Required task => From the line with "Can you find the dog?" through the final line, please write out the listing exactly, including both of those lines.

Record set =>
######
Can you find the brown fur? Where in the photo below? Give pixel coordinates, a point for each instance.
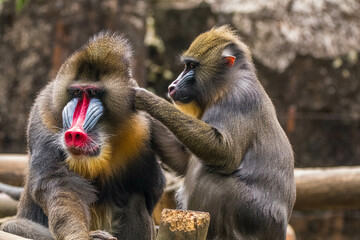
(76, 192)
(236, 159)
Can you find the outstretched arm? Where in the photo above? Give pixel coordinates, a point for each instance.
(202, 139)
(171, 151)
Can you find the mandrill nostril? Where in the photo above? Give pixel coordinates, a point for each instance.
(171, 89)
(75, 138)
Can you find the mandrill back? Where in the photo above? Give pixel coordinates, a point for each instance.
(92, 172)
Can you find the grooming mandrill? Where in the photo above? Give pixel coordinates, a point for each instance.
(237, 161)
(91, 164)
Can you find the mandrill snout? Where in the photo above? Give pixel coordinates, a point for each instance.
(75, 137)
(80, 116)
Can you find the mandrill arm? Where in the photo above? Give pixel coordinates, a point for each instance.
(168, 147)
(207, 142)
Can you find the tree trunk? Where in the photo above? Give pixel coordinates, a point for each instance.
(328, 188)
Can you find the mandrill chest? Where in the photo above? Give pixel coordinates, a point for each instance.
(91, 151)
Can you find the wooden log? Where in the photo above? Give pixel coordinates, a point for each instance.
(183, 224)
(12, 168)
(8, 236)
(328, 188)
(317, 188)
(8, 206)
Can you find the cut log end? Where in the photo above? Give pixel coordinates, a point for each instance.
(183, 220)
(183, 224)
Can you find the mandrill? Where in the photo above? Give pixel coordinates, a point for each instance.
(92, 171)
(237, 162)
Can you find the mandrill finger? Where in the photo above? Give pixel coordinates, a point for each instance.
(101, 235)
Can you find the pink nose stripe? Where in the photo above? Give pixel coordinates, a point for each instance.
(76, 136)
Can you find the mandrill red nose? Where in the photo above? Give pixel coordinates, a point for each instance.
(75, 137)
(171, 89)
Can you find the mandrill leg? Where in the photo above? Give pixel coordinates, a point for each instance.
(27, 228)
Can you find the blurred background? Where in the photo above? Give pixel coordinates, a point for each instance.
(306, 53)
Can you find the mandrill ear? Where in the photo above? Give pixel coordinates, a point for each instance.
(229, 60)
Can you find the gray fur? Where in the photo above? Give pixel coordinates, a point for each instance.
(241, 164)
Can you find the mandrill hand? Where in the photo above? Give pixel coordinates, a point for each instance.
(101, 235)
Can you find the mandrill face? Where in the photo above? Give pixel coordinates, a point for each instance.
(80, 116)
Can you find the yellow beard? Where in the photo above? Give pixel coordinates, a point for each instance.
(125, 146)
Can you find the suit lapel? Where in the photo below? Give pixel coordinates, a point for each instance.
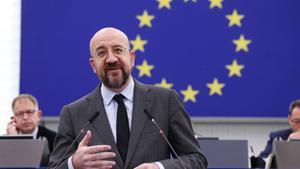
(100, 127)
(141, 101)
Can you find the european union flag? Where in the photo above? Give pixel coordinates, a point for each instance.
(224, 57)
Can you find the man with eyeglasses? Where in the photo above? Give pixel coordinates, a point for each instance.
(294, 121)
(26, 121)
(122, 136)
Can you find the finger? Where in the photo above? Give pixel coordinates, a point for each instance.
(86, 139)
(101, 156)
(98, 148)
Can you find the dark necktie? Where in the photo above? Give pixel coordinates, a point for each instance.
(122, 127)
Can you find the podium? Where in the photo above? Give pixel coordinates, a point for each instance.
(225, 153)
(287, 154)
(21, 153)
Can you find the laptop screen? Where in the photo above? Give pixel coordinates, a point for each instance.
(21, 152)
(287, 154)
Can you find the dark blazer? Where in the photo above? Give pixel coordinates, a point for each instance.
(275, 135)
(43, 132)
(49, 135)
(145, 144)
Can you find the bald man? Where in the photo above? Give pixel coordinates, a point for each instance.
(137, 143)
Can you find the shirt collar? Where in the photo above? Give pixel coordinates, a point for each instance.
(34, 133)
(108, 95)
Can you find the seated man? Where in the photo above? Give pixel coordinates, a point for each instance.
(294, 121)
(25, 121)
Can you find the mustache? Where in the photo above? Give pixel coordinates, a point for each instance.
(112, 66)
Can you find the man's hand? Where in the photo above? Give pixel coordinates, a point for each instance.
(11, 127)
(92, 156)
(147, 166)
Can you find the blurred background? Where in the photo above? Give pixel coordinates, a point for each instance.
(233, 63)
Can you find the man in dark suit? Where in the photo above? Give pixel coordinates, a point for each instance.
(294, 121)
(25, 121)
(137, 143)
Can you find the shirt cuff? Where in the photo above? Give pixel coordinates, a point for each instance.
(70, 165)
(160, 166)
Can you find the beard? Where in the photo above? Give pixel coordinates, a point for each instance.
(114, 83)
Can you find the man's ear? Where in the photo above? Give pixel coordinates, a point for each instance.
(40, 113)
(92, 63)
(132, 57)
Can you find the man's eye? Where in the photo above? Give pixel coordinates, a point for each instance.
(101, 53)
(118, 51)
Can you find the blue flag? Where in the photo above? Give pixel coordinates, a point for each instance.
(225, 58)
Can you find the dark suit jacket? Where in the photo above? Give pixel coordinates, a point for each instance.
(43, 132)
(146, 144)
(275, 135)
(49, 135)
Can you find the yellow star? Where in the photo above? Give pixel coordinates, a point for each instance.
(189, 94)
(164, 84)
(145, 69)
(215, 3)
(138, 43)
(164, 3)
(235, 69)
(215, 87)
(241, 44)
(145, 19)
(185, 1)
(235, 19)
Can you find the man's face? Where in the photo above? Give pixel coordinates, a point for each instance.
(294, 119)
(111, 59)
(26, 115)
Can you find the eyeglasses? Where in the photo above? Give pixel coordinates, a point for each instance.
(116, 51)
(20, 114)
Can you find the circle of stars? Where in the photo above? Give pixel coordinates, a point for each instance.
(215, 87)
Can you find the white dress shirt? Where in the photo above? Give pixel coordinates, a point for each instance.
(111, 107)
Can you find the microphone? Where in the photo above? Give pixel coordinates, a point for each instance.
(164, 136)
(91, 119)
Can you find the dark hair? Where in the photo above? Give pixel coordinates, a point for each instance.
(293, 105)
(25, 96)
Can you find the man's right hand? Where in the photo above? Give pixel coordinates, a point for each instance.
(92, 156)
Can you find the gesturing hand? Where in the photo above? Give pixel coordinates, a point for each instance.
(147, 166)
(92, 156)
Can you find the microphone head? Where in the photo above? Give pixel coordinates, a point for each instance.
(148, 114)
(93, 117)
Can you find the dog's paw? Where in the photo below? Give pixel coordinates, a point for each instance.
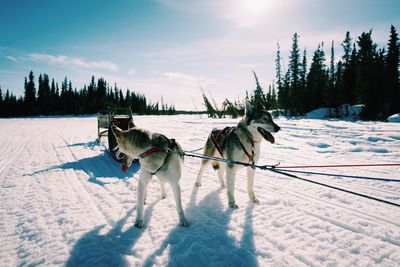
(184, 222)
(139, 223)
(233, 206)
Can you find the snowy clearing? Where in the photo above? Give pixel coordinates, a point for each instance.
(64, 201)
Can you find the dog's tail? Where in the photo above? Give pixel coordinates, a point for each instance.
(116, 130)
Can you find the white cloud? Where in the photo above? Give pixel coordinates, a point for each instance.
(181, 77)
(72, 61)
(132, 72)
(12, 58)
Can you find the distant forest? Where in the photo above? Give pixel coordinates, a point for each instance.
(48, 98)
(365, 74)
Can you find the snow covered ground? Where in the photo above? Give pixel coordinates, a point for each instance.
(64, 201)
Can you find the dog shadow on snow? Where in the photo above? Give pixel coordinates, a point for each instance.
(207, 241)
(97, 168)
(95, 249)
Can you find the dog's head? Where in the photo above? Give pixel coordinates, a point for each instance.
(259, 121)
(126, 161)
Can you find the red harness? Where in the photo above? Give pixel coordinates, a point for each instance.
(150, 151)
(220, 137)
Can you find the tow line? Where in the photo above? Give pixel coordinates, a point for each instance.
(284, 171)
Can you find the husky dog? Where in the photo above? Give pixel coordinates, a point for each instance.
(158, 156)
(240, 143)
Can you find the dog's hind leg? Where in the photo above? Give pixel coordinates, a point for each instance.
(230, 185)
(250, 185)
(176, 189)
(162, 188)
(204, 164)
(221, 172)
(144, 179)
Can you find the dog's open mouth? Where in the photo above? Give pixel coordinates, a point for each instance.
(267, 135)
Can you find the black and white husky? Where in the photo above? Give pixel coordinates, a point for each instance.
(239, 143)
(158, 156)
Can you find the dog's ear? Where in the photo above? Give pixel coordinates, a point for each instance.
(116, 130)
(248, 108)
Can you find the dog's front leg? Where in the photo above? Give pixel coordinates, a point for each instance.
(230, 186)
(162, 188)
(176, 189)
(144, 179)
(250, 185)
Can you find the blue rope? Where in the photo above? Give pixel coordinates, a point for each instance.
(284, 172)
(336, 188)
(342, 175)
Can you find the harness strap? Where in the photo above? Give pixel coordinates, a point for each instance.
(250, 156)
(152, 150)
(224, 134)
(171, 144)
(217, 146)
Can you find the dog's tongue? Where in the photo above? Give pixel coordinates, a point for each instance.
(124, 168)
(267, 135)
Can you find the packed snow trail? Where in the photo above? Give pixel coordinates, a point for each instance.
(64, 201)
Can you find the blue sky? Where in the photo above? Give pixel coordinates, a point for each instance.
(171, 48)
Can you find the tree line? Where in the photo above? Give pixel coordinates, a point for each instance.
(364, 74)
(50, 98)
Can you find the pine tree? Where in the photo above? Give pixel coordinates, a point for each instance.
(258, 97)
(366, 83)
(294, 70)
(278, 68)
(30, 94)
(350, 62)
(317, 81)
(392, 72)
(347, 43)
(303, 83)
(331, 96)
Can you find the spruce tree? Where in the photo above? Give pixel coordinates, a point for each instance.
(294, 72)
(30, 94)
(392, 72)
(278, 68)
(317, 80)
(366, 83)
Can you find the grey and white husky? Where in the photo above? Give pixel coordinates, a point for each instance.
(240, 143)
(158, 156)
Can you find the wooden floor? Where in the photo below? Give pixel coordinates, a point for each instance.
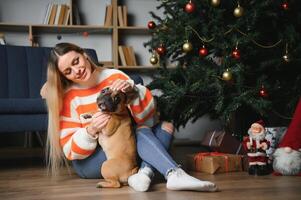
(31, 182)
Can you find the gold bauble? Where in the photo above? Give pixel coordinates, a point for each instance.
(227, 75)
(215, 3)
(238, 11)
(187, 46)
(153, 59)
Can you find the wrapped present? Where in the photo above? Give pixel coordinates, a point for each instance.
(274, 136)
(221, 141)
(214, 162)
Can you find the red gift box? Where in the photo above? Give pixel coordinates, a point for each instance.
(221, 141)
(214, 162)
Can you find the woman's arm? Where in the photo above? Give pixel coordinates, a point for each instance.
(142, 104)
(79, 140)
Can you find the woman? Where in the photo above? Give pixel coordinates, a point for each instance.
(73, 83)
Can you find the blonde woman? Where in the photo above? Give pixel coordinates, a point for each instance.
(73, 83)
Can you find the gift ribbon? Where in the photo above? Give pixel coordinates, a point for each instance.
(200, 156)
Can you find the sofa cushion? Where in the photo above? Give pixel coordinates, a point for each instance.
(23, 106)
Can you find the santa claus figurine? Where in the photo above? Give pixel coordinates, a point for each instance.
(287, 157)
(256, 146)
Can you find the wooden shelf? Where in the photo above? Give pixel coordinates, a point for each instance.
(14, 27)
(137, 67)
(133, 30)
(71, 29)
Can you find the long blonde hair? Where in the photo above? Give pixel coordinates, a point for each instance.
(56, 85)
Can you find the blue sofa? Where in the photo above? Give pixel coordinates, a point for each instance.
(22, 74)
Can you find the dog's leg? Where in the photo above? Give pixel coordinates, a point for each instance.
(112, 126)
(110, 172)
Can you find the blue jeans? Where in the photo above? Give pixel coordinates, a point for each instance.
(152, 145)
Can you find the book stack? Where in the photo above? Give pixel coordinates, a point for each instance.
(57, 14)
(122, 12)
(127, 55)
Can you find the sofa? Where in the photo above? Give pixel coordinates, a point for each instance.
(22, 74)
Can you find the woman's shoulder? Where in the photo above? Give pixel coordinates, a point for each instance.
(107, 72)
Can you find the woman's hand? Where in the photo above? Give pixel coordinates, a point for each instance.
(99, 121)
(122, 85)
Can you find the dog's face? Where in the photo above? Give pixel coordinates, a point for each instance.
(109, 101)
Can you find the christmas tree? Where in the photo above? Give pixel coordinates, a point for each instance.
(228, 55)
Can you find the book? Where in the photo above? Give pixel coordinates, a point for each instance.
(125, 15)
(52, 14)
(47, 14)
(2, 39)
(127, 55)
(120, 16)
(121, 55)
(76, 15)
(109, 16)
(132, 55)
(67, 15)
(57, 15)
(62, 14)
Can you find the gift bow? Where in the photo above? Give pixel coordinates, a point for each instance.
(200, 156)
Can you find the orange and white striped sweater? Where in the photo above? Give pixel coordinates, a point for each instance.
(77, 101)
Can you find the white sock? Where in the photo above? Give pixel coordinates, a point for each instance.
(178, 179)
(141, 180)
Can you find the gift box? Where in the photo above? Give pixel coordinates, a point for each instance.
(274, 136)
(221, 141)
(214, 162)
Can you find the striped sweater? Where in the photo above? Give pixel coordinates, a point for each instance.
(77, 101)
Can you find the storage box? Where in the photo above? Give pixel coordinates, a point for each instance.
(213, 162)
(221, 141)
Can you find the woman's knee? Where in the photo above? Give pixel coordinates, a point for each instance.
(168, 127)
(141, 127)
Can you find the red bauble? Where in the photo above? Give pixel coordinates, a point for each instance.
(190, 7)
(203, 52)
(285, 6)
(236, 54)
(161, 50)
(85, 34)
(151, 25)
(263, 92)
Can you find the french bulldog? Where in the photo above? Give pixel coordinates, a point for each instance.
(117, 140)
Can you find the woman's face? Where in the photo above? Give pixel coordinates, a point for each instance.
(75, 67)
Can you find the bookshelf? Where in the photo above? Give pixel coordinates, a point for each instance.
(105, 37)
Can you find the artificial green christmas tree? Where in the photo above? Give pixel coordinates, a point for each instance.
(228, 55)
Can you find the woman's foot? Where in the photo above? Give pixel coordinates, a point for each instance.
(141, 180)
(178, 179)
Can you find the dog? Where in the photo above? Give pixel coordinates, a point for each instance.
(117, 140)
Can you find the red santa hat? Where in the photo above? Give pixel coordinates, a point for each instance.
(292, 137)
(261, 122)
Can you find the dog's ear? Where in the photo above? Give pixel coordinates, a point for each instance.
(131, 96)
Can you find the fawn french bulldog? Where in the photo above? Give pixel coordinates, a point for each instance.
(117, 140)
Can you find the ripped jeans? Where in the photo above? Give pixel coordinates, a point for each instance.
(152, 146)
######
Response to this task =>
Can you find the dog? Where in the photo above? Give pixel coordinates, a point for each instance.
(117, 140)
Can you find the red santa hat? Where in the photo above? Give pixel coordinates, a point for each instance.
(292, 137)
(261, 122)
Can you find the dog's ear? Where in the photo above? Give pixel coordinates, a point for each instance.
(131, 96)
Can you find the fawn french bulldog? Where in the photo above? Give pixel coordinates, a point for each instance.
(117, 140)
Can you find the ripped jeans? Where in the photo above? Give pixel coordinates, a point for each instance.
(152, 146)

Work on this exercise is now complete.